#### WHAT IS EXPECTED:
Find each row below that contains the word "white", and copy those rows in full.

#### GIVEN INFORMATION:
┄┄┄┄┄┄┄┄┄┄┄┄┄┄┄┄┄┄┄┄

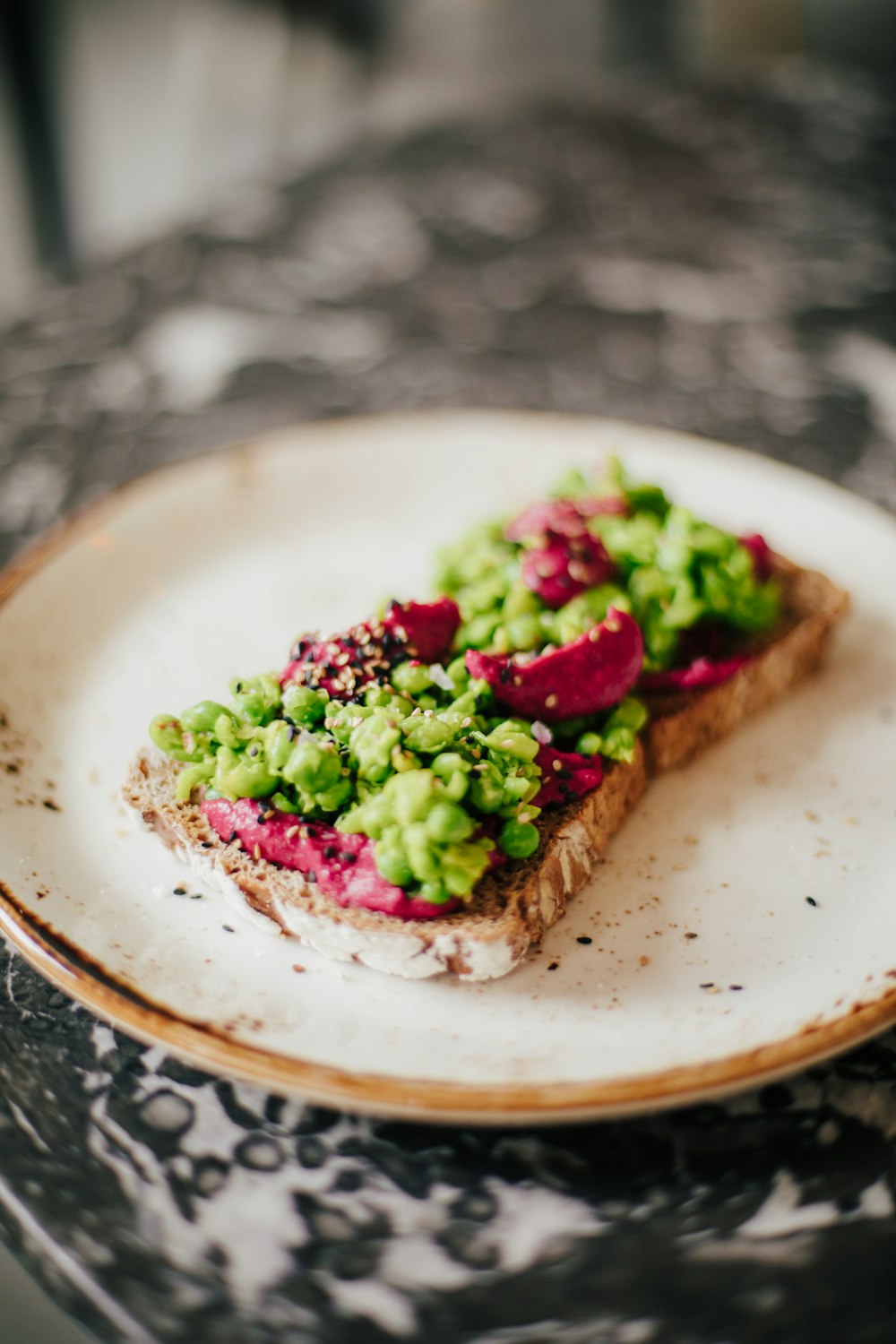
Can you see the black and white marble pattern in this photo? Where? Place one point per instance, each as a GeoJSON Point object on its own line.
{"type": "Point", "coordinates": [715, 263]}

┄┄┄┄┄┄┄┄┄┄┄┄┄┄┄┄┄┄┄┄

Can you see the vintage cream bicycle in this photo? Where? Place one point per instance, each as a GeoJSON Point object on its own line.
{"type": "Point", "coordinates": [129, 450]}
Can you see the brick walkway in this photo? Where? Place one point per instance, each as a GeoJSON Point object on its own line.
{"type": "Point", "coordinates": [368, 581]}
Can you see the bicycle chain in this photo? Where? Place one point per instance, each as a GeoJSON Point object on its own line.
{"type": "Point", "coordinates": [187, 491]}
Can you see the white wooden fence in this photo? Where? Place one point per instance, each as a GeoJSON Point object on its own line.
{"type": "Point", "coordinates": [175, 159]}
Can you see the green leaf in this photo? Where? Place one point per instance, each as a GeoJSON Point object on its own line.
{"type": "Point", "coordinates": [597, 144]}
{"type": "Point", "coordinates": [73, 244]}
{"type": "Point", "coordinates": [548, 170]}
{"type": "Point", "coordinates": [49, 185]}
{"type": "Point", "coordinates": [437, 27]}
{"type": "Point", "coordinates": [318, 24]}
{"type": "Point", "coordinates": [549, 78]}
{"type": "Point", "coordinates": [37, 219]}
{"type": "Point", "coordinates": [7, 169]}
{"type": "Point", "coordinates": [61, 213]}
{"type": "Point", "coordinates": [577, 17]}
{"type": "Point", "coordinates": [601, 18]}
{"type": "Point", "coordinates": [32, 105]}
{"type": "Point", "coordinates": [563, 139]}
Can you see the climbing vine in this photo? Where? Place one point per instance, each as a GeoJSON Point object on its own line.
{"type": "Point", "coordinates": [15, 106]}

┄┄┄┄┄┄┄┄┄┄┄┄┄┄┄┄┄┄┄┄

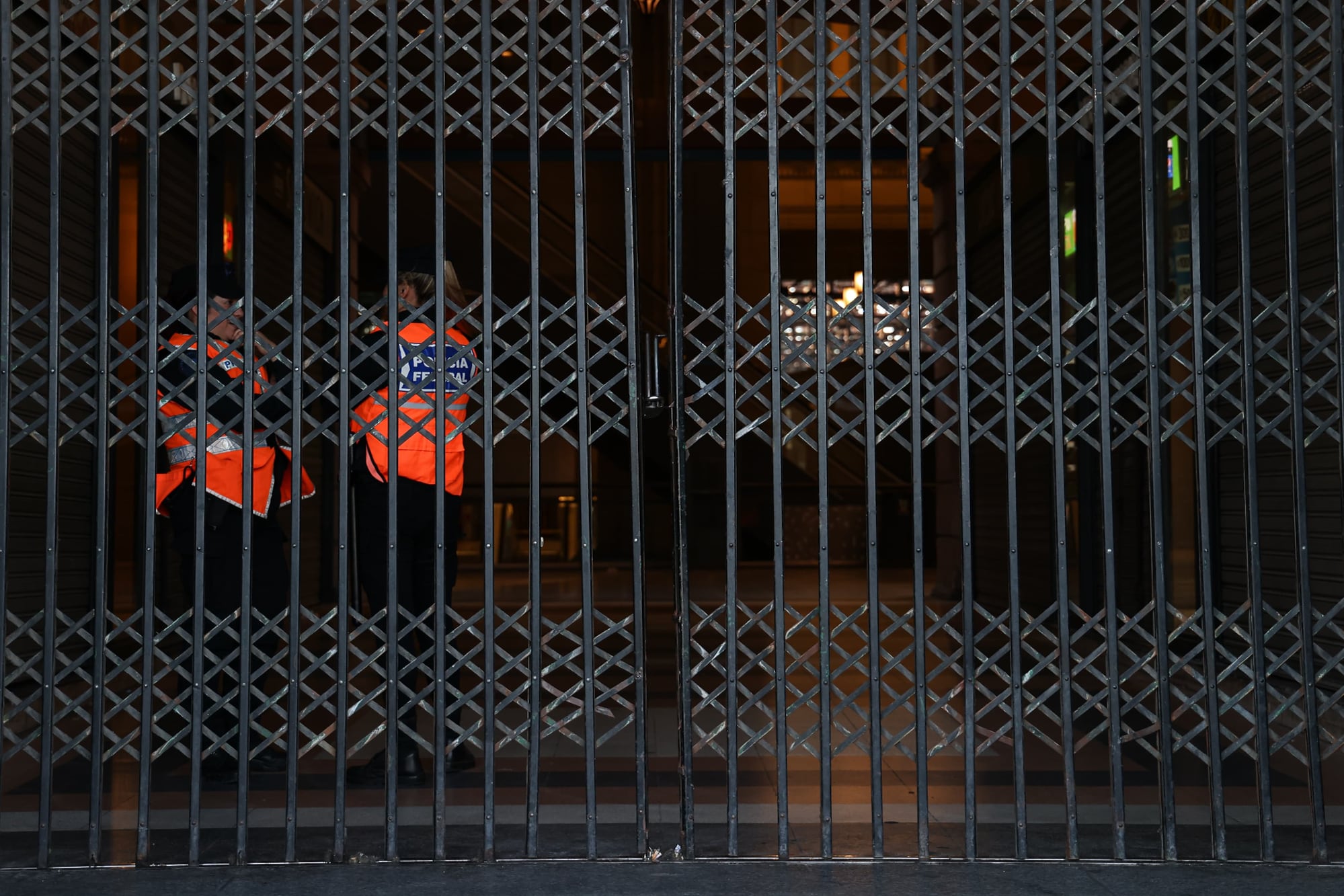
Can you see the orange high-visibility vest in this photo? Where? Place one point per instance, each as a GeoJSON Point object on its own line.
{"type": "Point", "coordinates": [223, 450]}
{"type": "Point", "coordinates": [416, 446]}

┄┄┄┄┄┄┄┄┄┄┄┄┄┄┄┄┄┄┄┄

#### EXERCISE OUTPUT:
Can you see the black and white marble pattern in this photo? Where? Place one point per instance, each as a GeoJSON Point object on its own line.
Can you see the white wooden fence in this photo? Where? Place one point per instance, each as a GeoJSON Point object on its own line.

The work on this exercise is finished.